* [Challenge 1] Repeat the rows in Block 1 word for word, every line in its original order.

─── Text passage ───

Ask Ben: Delete Values In A Given List Using ColdFusion
I have an array but it could be a list using listtoarray or vise verse is there an easy way to delete all of a particular 'value' from a list or an array. For example I have a list or array with:
"1,1,1,1,1,2,2,2,2,2,3,3,3,4,4,4,4,5"
And say i want to remove all instances of the number two... is there a simple way to do that?
There are probably a ton of ColdFusion user defined functions out there that already do this, but I figured I would take a crack at it as I figure it will keep my mind sharp (and plus, I always like having a place to point people on future questions). For this problem, let's assume that you want to delete a given value OR a list of values. To accomplish this, I am converting the target list to an array. This will allow us to iterate over the list faster than doing a list loop. I am also converting the value list (that we want to delete) into a struct in which the list values are the struct keys. This will provide a super fast value look-up that will tell us instantly whether or not we have a value we want to delete.

─── Given data ───

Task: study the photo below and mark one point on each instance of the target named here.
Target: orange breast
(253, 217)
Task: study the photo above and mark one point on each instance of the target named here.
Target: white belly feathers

───

* [Challenge 2] Continue the passage on deleting values from a ColdFusion list, starting right after its last sentence.

* [Expected output 1]
Task: study the photo below and mark one point on each instance of the target named here.
Target: orange breast
(253, 217)
Task: study the photo above and mark one point on each instance of the target named here.
Target: white belly feathers

* [Expected output 2]
In the interest of speed, I am making some sacrifices. For starters, by converting the target list to an array, we are losing the delimiters. That means that if we have a multi-delimited list, there is no way we can recover the proper delimiters without some serious overhead. Also, by using the struct-key lookup, we can no longer perform a case-sensitive value comparison since ColdFusion struct keys are not case sensitive.
While these are limitations, I don't think they are that bad. If you think about the common scenarios that involve list manipulation, I think you will find that often times it is a single-delimited list and usually involves numeric values which do not have case. Therefore, I think this function is speed-tailored for the general case scenario.
That being said, here is ListDeleteValue( TargetList, ValueList [, Delimiters] ), the ColdFusion user defined function that I came up with:
<cffunction
name="ListDeleteValue"
access="public"
returntype="string"
output="false"
hint="Deletes a given value (or list of values) from a list. This is not case sensitive.">
<!--- Define arguments. --->
<cfargument
name="List"
type="string"
required="true"
hint="The list from which we want to delete values."
/>
<cfargument
name="Value"
type="string"
required="true"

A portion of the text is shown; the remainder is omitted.